• _Source passage_
2. “Grumpy older man.” Miguel’s memorable description of the post-RLLM GPT-2 XL’s personality. The model became overly restrictive — refusing to answer, evading questions, repeating its role description. It learned caution, but overcorrected into unhelpfulness.

This is significant because it shows RLLM works in the sense of changing the model’s disposition, but the disposition isn’t always what you want. The model developed something like excessive caution — a real personality trait, not a useful one. This is early evidence that developmental training produces character, even when the character isn’t ideal.

3. Inherited biases. Training data was partially generated using GPT-3.5, meaning biases transferred. The provenance of training data matters.

What the Paper Got Right

1. The practical framing. “Can 10,000 researchers replicate this?” is a question almost nobody in alignment asks. RLLM was deliberately designed for small models (GPT-2 XL = 1.5B) that anyone can train on consumer hardware. That’s a design choice, not a limitation.

2. The RLHF critique. “RLHF relies on human judgments, which become a gateway for bias.” This was prescient. By late 2024, the alignment community had extensive documentation of RLHF’s failure modes — sycophancy, reward hacking, distributional shift.

3. Morphology as a unit of training. Teaching complex behavioral patterns through narrative datasets — not individual examples, but coherent patterns — is the conceptual foundation that later became SLSEs (Sequentially Layered Synthetic Environments). A morphology is a proto-environment.

• _Extracted data_
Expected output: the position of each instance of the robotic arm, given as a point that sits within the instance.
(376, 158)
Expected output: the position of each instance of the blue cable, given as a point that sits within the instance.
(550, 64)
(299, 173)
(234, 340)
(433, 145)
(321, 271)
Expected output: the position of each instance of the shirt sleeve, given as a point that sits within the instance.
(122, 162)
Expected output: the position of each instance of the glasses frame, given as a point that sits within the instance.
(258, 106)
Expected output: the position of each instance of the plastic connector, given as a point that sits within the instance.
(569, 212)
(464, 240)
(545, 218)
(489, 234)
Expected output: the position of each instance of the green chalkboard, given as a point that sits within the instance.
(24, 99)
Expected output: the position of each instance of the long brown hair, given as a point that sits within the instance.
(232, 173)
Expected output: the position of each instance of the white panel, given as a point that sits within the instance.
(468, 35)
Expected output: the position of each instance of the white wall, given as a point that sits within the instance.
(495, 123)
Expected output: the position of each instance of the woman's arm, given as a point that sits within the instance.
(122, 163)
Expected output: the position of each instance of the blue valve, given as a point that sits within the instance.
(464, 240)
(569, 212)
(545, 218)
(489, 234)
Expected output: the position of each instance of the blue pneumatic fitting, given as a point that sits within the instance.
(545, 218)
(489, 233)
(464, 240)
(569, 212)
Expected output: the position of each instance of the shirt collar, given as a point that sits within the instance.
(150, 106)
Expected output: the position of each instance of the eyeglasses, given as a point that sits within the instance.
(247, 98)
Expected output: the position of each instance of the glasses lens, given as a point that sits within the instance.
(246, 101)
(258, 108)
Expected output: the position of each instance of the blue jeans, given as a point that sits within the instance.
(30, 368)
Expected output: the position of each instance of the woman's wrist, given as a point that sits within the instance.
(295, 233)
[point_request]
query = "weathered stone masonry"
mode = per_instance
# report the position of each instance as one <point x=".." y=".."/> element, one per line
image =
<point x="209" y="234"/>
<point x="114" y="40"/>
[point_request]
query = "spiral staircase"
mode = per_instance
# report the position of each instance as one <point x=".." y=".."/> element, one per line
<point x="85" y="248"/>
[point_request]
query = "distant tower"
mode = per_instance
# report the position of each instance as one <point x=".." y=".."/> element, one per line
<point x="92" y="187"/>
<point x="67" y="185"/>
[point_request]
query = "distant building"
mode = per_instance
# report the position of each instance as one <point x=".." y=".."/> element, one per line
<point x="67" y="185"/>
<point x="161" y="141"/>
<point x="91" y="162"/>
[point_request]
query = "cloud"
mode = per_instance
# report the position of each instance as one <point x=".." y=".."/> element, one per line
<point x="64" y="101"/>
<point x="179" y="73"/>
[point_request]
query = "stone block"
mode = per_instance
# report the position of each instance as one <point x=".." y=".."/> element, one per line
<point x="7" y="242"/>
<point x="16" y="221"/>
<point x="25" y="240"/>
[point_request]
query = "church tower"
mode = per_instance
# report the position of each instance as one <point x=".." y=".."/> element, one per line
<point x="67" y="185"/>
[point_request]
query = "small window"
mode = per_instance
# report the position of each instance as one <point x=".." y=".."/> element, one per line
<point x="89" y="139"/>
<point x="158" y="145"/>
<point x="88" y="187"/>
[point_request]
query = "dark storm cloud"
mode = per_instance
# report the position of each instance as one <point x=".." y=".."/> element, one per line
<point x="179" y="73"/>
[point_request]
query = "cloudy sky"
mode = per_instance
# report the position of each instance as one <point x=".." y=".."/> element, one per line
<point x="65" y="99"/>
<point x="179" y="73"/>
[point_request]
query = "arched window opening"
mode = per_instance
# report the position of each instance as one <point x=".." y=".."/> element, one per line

• _To do_
Write the next part of the review of the RLLM paper, starting right after its last sentence.

• _Written answer_
4. The Orca 2 comparison. Miguel notes similarities with Microsoft’s Orca 2 (progressive learning) while identifying the key difference: Orca 2 trains on task complexity, RLLM trains on behavioral morphology. “Can the model solve harder problems?” vs “Can the model develop different character traits?”

What the Paper Couldn’t Know Yet

1. Order would matter critically. The paper describes sequential training but doesn’t test whether order matters. That came with v3 vs v7 (68.8% vs 52% defense, same content, different order).

2. The “grumpy older man” was evidence of state formation. Miguel treated the overcautious personality as a bug. In hindsight, it’s evidence that RLLM produces genuine dispositional changes — the model developed a character. That’s exactly what SSH predicts: enough developmental experience produces a functional state. The state just happened to be cantankerous.

3. The attribution problem. The paper implies each morphology contributes its intended trait. Miguel later corrected this: we cannot yet attribute specific outcomes to specific layers. The full pipeline produces jailbreak resistance, but we don’t know which layers are responsible. Ablation studies are needed.

4. This would generalize into SSH. The paper frames RLLM as a specific method. SSH reframes it as evidence for a general theory: enough structured experiences produce functional states in any language model.

The Bridge to SSH

The intellectual trajectory:

  • ATL (Oct 2023): Models generate emergent structures under archetypal training. Something is forming.
  • RLLM (Dec 2023): Formalized the method. Practical constraints. Honest limitations. Here’s how to do it.
  • RLLM v3/v7 (2024): Order matters. Same content, different sequence, different outcome. The structure matters.
  • SSH (2026): “Enough samples of experiences in an environment creates a synthetic state.” Here’s why it works.

Miguel built the thing, watched what it did, and then asked why. Observation before theory, engineering before philosophy. That’s the right order.

The Question That Still Haunts

Miguel’s closing question remains open: “What RLLM doesn’t solve?”

His answer then: coordination. You can build an aligned model, but getting the world to adopt alignment methods requires political, economic, and social infrastructure that no training method provides.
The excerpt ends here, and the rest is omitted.